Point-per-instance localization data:

--------

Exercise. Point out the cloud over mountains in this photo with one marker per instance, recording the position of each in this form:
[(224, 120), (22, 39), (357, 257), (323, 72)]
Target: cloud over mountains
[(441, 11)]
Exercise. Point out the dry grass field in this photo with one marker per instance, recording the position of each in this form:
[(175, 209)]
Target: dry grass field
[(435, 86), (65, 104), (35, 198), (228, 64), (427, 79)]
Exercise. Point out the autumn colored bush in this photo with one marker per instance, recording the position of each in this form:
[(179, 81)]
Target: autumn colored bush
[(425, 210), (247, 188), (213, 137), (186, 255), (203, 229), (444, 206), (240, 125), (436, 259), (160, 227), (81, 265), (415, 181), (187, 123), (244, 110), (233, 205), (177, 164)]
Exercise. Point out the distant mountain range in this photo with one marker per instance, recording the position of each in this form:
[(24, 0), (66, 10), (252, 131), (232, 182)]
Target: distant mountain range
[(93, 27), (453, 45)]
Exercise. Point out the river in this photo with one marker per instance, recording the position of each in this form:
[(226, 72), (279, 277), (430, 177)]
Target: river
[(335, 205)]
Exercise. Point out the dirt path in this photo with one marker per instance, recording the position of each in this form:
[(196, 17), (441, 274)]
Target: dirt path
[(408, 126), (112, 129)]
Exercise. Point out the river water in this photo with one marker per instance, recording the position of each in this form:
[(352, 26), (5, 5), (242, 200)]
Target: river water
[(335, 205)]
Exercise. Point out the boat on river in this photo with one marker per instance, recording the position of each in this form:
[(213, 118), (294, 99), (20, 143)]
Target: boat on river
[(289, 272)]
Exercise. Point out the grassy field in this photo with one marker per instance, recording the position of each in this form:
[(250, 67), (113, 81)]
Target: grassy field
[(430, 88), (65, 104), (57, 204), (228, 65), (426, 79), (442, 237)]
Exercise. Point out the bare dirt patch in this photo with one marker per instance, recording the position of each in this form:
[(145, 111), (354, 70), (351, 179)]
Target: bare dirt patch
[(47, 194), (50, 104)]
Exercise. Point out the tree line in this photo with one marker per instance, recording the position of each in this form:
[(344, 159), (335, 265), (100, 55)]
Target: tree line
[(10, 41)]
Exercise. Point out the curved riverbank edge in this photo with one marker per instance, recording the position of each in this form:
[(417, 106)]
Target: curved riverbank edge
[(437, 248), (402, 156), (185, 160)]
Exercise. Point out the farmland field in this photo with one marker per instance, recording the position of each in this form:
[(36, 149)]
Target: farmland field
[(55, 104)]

--------

Assignment: Retype only the stretch of lines above starting at the one with "[(179, 81)]" and stopping at the one with "[(226, 72), (279, 277), (430, 177)]", exactly as written, with both kept.

Solution for this task:
[(179, 81)]
Target: autumn colored bush
[(425, 210), (247, 188), (213, 137), (186, 255), (203, 229), (444, 206), (240, 125), (436, 259), (160, 227), (81, 265), (415, 181), (187, 123), (244, 110), (233, 205), (177, 164)]
Exercise. Point out the distant mountain range in this photo with one marker per instance, recording the position of each in this form:
[(24, 0), (66, 10), (252, 131), (232, 182)]
Target: distant mountain range
[(93, 27), (453, 45)]
Exercise. Point out the river in this photo with one marker per instance, recording the position of each in this form:
[(226, 72), (279, 277), (430, 177)]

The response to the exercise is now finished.